Problem description – Each entry below is to be written out exactly, and the pictures are to be left out.

Extracted records –
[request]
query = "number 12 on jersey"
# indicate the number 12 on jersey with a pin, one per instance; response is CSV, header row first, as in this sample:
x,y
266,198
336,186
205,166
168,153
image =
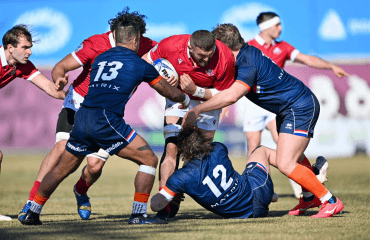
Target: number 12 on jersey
x,y
225,185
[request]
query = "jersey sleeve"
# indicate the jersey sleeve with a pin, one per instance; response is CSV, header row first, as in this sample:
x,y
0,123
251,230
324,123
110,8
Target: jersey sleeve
x,y
159,51
29,71
85,53
228,76
246,75
151,75
292,52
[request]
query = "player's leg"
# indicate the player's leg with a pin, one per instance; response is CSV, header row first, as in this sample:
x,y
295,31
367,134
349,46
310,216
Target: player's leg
x,y
90,174
64,126
253,141
139,151
67,165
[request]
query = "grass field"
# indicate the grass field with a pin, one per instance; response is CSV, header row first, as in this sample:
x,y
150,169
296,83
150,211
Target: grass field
x,y
112,196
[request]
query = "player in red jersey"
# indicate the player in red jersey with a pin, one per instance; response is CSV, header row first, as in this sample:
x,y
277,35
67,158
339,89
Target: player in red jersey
x,y
83,56
256,119
207,62
14,54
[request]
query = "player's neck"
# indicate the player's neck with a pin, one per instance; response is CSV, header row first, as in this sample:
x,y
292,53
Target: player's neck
x,y
9,58
268,40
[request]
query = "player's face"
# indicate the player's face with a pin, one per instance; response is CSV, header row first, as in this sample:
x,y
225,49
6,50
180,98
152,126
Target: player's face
x,y
22,52
203,58
275,31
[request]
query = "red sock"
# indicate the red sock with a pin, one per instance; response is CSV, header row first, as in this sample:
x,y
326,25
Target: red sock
x,y
34,189
308,180
82,186
305,162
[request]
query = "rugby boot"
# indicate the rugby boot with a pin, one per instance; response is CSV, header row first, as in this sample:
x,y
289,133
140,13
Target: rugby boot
x,y
175,204
329,209
303,206
31,218
83,204
24,210
320,168
145,219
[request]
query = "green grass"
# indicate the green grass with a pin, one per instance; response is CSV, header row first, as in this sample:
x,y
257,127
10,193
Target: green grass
x,y
112,197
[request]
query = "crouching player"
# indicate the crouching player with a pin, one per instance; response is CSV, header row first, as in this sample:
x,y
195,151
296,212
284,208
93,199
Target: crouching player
x,y
210,179
99,124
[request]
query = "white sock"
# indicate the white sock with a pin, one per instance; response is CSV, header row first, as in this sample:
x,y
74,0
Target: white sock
x,y
139,208
35,207
326,197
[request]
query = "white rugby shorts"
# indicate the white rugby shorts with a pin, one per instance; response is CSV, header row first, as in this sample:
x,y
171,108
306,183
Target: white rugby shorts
x,y
206,121
255,117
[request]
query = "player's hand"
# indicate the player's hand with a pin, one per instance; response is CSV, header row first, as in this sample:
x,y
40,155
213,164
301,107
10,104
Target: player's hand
x,y
190,117
224,113
339,72
187,84
60,83
172,81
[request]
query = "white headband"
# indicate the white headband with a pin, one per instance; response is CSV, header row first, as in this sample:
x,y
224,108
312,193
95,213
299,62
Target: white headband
x,y
269,23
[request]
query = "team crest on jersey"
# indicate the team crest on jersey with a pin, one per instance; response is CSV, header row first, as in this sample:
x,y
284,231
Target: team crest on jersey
x,y
209,72
277,50
79,47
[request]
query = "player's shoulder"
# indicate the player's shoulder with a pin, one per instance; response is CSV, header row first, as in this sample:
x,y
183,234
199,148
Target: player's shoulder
x,y
176,41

Worked answer –
[request]
query = "number 12 on jersey"
# indicate the number 12 on jersey with a pin, one per instance; response is CSV, header row first, as in this sample:
x,y
266,198
336,186
205,166
168,153
image =
Target: number 12 on jersey
x,y
225,185
[request]
query = "jersey sleeve"
# indicate the jersey sleeve with a pin, one per instance; response is CSV, header row first, as in this sample:
x,y
0,123
251,230
324,123
110,8
Target: jersey sleeve
x,y
159,51
29,71
85,53
228,76
246,75
151,75
292,52
[request]
query = "player's leg"
# indicate the player's leg with a pin, one per instance; response is CSV, header row first, as in this sample:
x,y
295,31
367,134
349,46
310,216
Target: player's leg
x,y
90,174
64,126
253,141
139,151
67,165
[request]
query = "grass field"
# indicate the grass field with a pin, one per instance; response is CSV, header row first, as in this sample:
x,y
150,169
296,83
150,211
Target: grass field
x,y
112,196
[request]
query = "player in red jersey"
# indicate the player in red jersey with a pin, one per instance; response is CSV, header row first, as in this sample:
x,y
277,35
67,158
339,89
Target: player in red jersey
x,y
83,56
256,119
207,62
14,54
[request]
query = "player's neck"
# indicate the player's neck with a pin, one per instance; response is CSV, header row first, as in this sample:
x,y
292,53
Target: player's neck
x,y
9,58
268,40
[request]
query = "player's face"
# indicate the player's face with a pin, one per instance; response is CSV, header row first, as in this sample:
x,y
225,49
6,50
180,98
152,126
Target: player's face
x,y
22,52
203,58
275,31
[request]
query = "red sock"
# indicate the red sock with a pin, one per instance; response is CSV, header row first, as in this sample:
x,y
326,25
Target: red sock
x,y
34,189
308,180
82,186
305,162
[request]
query = "rugby boot"
# indicate the rugby boot with a pin, one per instance; response is CSV, header row first, as in this sample:
x,y
289,133
140,13
Target: rugby boot
x,y
175,204
329,209
303,206
31,218
83,204
24,210
320,168
145,219
[request]
query = "green grass"
# indicate the green grass with a pin, one per instance; response is CSV, header row first, as in this sample:
x,y
257,127
10,193
Target: green grass
x,y
112,197
[request]
query = "crouching player"
# indicate the crouching player with a pin, one per instance; response is CSV, header row first, as in this sample:
x,y
195,151
296,212
284,208
93,199
Target: crouching player
x,y
210,179
99,124
[request]
query = "white sock"
# indicate the white sock with a pin, one per instance; response is CSV, header row first, as in this sample:
x,y
74,0
Target: white sock
x,y
139,208
35,207
326,197
[request]
query = "white rugby shorts"
# indicate the white rugby shorts with a pin, one per instance; response is CSV, header row first, as in this sample:
x,y
171,108
306,183
Target: white rugby shorts
x,y
206,121
255,117
[request]
query = "player's hand"
# indicate the player's hand with a pin, one per instance; response is CSV, header row first, as in this sample:
x,y
40,155
213,164
301,107
10,104
Target: player's hand
x,y
190,117
224,113
339,72
187,84
60,83
172,81
[request]
query = "white headband"
# indicate the white headband with a pin, one per instance; response is CSV, header row first, as in this sample:
x,y
224,108
312,193
95,213
299,62
Target: white headband
x,y
269,23
[request]
query = "team crest on jersey"
# indicate the team crest on jersey with a pin, one per instance; response is CSV, header row first, as in this sample:
x,y
284,231
Target: team crest on jersey
x,y
209,72
277,50
79,47
[request]
query = "player's shoulder"
# indicate the player's shoulder with a pin, one per instance; response is CSV, header row first, as in this sample:
x,y
183,234
199,148
Target: player's shoulder
x,y
176,41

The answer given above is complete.